**INSTRUCTION A**
Using the Sherlock review below, decide whether each statement agrees with it: (i) The Hound of the Baskervilles includes Moriarty; (ii) in The Empty Hearse, Mycroft recalls Sherlock after a tip-off about a terror cell; (iii) the conspiracy club is led by Lestrade himself. Answer yes or no for each and quote the deciding words.
**INSTRUCTION B**
Extend the Sherlock review below with the next few paragraphs, in its voice, starting after its final sentence.

**DOCUMENT SECTION**
Tony Fyler’s missing Moriarty.


There’s a sense in which when Sherlock came back for Series 3, it could be accused of being without a powerful rudder of evil. The death of Moriarty (or at least the apparent death of Moriarty – more in a couple of weeks) left a power vacuum that, as with the original Sherlock Holmes stories, felt like there was less of a point to going on. This is actually a perversity of reading or watching Sherlock Holmes at a distance of history. If you ask the average man in the street what’s the best-known Sherlock Holmes story, they’ll say The Hound of the Baskervilles – which has no hint of Moriarty in it anywhere – but if you ask them who the best-known villain in the Sherlock Holmes canon is, they’ll look at you as if your head is leaking goo and tell you it’s Professor Moriarty of course, as if there’s only Moriarty. No, no, no. Conan Doyle was adept at writing master criminals, and Charles Augustus Milverton, the master blackmailer, was a really good one. But by creating in popular fiction a duality that had previously only been the purview of religions and grand mythologies – God and the Devil, angels and their demonic counterparts, the idea had rarely if ever been brought down to the level of the shilling shockers or the penny dreadfuls in such a way as Holmes and Moriarty, which is why to this day, we refer back to them as the archetypes of this kind of equal opposition as it saturates our modern fictions and fantasies – Conan Doyle created a monster for himself that he would forever find it difficult to escape. The great detective and the Napoleon of crime even originally died together, so intertwined were they in the public imagination.

As with Conan Doyle, so with Moffat and Gatiss – Sherlock and Moriarty are supposed to have died together, and it would have been an elegance to let them do so, but as in the nineteenth century, so in the twenty-first, the audience would never allow Sherlock Holmes to die. So The Empty Hearse confirms the fact we got at the end of Series 2 – Sherlock’s alive, if not exactly well, having cheated Moriarty of his death. There’s also a good deal of faith kept with the original return of Holmes (in The Empty House) in the opening sequences of The Empty Hearse too– Sherlock under cover in Eastern Europe, rooting out the last vestiges of Moriarty’s criminal network, Mycroft helping him fake his death and maintain the fiction. But here it’s Mycroft who recalls him, having got a tip-off about a terror cell planning a bombing campaign. What’s more, Gatiss is well aware of the world in which we live, and has some fun with fandom – The Empty Hearse being a club of conspiracy theorists, led by Lestrade’s forensic expert Anderson (he who lowers the IQ of a room by walking into it). Through them, we see all the things Sherlock’s actually not, but that fans are prone to thinking it is – a slick hero drama where the leading man’s too cool for school, a subverted homo-erotic love story between Holmes and Moriarty etc. All the dreadful fanfiction dross, in fact, is gently satirised through this bunch of cosplaying moderate saddos. Touche, Mr Gatiss. Touche.

**DATA ROWS**
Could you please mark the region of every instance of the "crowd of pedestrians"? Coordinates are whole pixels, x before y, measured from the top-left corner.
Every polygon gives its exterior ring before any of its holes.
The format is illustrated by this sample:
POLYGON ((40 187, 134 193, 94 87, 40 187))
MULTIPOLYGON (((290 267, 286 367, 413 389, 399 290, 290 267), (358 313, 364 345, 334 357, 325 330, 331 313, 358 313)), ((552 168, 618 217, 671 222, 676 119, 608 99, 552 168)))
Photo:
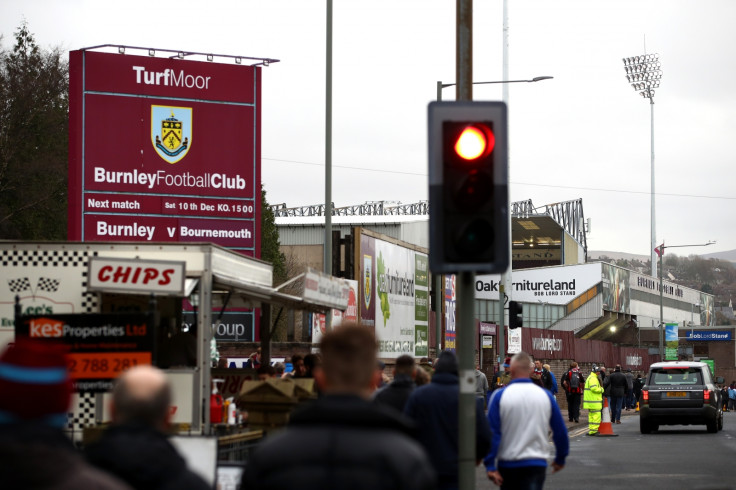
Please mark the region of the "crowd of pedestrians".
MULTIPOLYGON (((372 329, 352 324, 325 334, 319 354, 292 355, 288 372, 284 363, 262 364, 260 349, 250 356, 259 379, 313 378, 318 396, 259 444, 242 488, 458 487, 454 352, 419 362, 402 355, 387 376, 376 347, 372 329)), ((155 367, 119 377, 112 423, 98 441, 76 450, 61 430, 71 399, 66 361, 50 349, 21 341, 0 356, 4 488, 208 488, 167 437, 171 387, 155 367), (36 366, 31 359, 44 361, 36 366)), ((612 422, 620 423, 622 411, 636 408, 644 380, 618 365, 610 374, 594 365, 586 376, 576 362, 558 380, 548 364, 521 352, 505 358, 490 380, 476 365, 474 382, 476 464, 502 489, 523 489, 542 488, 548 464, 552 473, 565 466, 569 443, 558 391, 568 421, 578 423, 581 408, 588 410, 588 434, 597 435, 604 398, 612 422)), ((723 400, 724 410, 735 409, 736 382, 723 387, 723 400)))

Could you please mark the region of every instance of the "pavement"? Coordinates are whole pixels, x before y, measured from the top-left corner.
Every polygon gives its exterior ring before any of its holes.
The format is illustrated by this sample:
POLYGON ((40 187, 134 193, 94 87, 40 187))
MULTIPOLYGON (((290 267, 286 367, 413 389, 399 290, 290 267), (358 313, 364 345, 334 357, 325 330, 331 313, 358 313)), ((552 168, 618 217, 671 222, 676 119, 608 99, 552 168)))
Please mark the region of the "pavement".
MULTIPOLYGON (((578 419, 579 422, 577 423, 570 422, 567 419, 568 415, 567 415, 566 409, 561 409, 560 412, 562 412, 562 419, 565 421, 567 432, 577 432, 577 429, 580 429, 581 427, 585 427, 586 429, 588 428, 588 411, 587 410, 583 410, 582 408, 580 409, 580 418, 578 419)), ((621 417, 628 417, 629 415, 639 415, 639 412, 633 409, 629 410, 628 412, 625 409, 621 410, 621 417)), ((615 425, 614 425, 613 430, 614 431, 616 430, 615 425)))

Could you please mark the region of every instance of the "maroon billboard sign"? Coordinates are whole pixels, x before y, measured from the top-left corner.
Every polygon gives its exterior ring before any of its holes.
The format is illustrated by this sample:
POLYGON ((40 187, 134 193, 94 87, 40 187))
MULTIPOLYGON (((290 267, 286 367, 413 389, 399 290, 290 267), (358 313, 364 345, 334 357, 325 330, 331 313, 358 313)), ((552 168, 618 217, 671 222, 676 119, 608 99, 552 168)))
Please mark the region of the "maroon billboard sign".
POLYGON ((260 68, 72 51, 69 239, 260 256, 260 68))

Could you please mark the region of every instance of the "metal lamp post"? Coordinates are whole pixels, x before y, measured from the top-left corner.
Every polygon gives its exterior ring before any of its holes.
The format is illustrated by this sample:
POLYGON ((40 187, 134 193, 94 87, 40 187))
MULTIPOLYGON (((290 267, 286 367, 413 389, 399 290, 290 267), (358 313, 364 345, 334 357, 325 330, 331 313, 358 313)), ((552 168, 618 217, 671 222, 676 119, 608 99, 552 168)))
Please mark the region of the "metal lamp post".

**EXERCISE OUTPUT A**
(i) No: "which has no hint of Moriarty in it anywhere"
(ii) Yes: "But here it’s Mycroft who recalls him, having got a tip-off about a terror cell planning a bombing campaign."
(iii) No: "led by Lestrade’s forensic expert Anderson"

**EXERCISE OUTPUT B**
The Empty Hearse seems to take an age to get around to any actual plot, but that’s understandable because a man’s coming back from the dead, and there are reactions to have – John’s night of many punches is a funny sequence that possibly goes on just a little too long, the development of the thread that Watson is getting married to Mary Morstan is relatively faithful to the books, as is Sherlock’s not entirely favourable reaction (beyond Sherlock itself, you could do worse than equating Sherlock Holmes to Sheldon Cooper in modern geek culture – selfish as all hell, but worth saving), and Lestrade’s reaction is probably the most satisfying and real; no pretence at anger, just a slightly blokish, manly relief and gratitude. Molly too gets her moment, a chance to be Watson when Watson – determined that ‘I don’t shave for Sherlock Holmes’ (yes, the T-shirts really were on the streets the very next day) – refuses to accompany him to what turns out to be an entirely fake crime scene. It’s a nice thank you, but she can’t do it again. She’s met someone, with whom, bless her, she’s having ‘quite a lot of sex,’ and she needs to focus on their relationship, rather than throwing herself into sidekick duties with the great, if slightly tarnished detective.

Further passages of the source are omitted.